WHAT TO PRODUCE -
Your answer should repeat every line of the records below in which the word "positive" appears.

Records from a collection:
------------
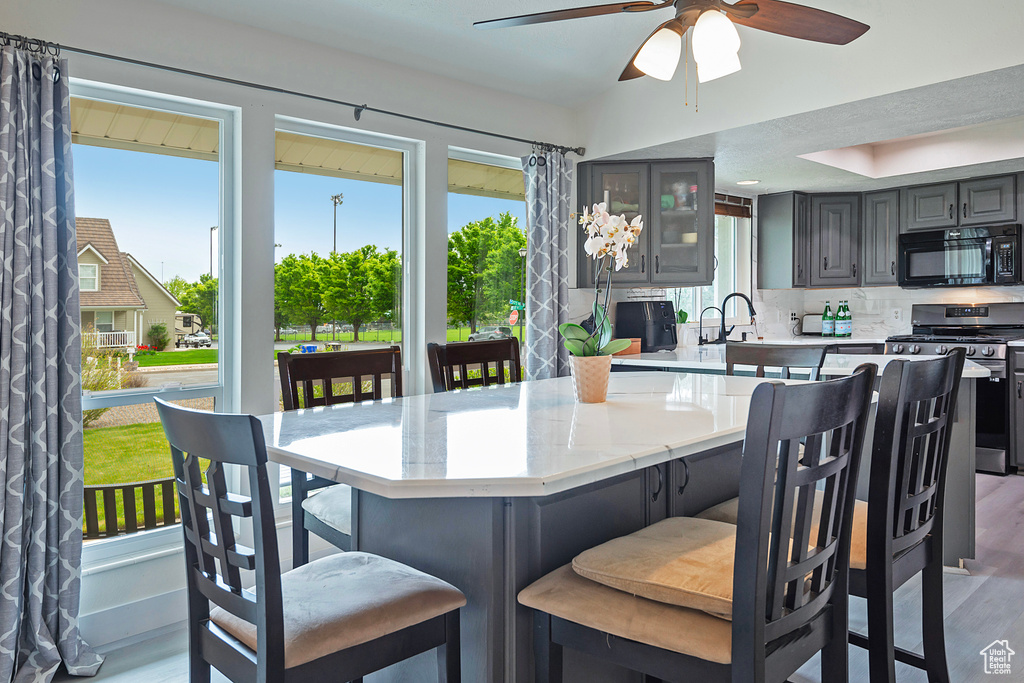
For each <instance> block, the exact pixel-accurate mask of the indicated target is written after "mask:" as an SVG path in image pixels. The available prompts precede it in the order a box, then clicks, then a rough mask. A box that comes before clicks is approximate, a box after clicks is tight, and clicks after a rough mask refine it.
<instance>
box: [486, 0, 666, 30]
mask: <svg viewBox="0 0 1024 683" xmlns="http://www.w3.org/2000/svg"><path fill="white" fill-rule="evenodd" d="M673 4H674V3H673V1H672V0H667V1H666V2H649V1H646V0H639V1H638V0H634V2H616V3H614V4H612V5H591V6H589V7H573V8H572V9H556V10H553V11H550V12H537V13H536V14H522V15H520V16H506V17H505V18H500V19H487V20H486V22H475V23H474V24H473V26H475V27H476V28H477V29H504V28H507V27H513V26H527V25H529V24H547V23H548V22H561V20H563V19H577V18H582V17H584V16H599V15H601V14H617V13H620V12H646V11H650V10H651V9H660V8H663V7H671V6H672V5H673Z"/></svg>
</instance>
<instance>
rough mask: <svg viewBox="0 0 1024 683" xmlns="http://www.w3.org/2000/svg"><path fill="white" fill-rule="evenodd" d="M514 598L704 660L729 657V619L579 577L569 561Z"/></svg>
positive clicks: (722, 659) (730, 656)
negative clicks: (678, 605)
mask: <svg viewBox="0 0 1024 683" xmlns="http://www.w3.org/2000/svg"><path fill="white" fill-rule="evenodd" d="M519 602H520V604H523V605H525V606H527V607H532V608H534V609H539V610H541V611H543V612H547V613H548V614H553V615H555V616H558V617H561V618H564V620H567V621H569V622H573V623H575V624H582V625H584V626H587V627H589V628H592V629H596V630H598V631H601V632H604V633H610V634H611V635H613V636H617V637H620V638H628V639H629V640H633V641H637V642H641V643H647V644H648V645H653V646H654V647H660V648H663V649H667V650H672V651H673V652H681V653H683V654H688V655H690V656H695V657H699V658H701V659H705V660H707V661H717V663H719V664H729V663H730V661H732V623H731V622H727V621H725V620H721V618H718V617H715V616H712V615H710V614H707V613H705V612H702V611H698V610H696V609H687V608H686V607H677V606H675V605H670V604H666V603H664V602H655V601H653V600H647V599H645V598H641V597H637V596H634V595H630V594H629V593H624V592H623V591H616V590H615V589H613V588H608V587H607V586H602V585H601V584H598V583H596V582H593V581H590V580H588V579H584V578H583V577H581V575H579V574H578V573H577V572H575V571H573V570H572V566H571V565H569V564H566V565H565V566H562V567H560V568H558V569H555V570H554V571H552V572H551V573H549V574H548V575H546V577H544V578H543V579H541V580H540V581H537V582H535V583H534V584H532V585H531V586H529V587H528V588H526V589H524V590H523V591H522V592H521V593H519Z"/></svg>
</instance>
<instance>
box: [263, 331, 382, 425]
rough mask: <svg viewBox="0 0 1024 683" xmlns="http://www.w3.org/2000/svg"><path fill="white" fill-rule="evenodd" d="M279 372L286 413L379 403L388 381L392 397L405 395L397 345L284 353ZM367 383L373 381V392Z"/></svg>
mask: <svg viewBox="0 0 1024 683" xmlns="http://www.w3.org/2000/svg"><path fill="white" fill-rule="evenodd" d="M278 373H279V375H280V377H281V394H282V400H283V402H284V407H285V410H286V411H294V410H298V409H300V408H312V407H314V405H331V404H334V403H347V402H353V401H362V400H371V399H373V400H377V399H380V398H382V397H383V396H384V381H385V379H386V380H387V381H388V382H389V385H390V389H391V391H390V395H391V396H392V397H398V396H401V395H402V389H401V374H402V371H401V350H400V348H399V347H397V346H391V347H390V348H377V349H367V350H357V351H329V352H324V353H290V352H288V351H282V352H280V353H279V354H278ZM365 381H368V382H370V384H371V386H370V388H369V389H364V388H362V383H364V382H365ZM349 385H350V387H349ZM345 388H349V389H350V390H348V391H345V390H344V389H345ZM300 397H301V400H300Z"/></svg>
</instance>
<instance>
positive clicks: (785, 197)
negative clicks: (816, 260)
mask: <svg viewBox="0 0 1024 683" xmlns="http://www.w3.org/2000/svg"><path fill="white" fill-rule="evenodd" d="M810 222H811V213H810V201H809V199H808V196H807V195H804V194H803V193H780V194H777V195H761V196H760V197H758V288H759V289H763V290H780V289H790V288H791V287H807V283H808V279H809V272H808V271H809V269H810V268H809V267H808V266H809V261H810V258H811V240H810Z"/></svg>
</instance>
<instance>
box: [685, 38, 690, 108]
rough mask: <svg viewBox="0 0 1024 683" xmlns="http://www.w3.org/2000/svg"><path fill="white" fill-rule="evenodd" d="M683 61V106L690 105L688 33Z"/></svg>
------------
OUTPUT FOR THIS TASK -
positive clicks: (722, 659) (730, 656)
positive clicks: (785, 197)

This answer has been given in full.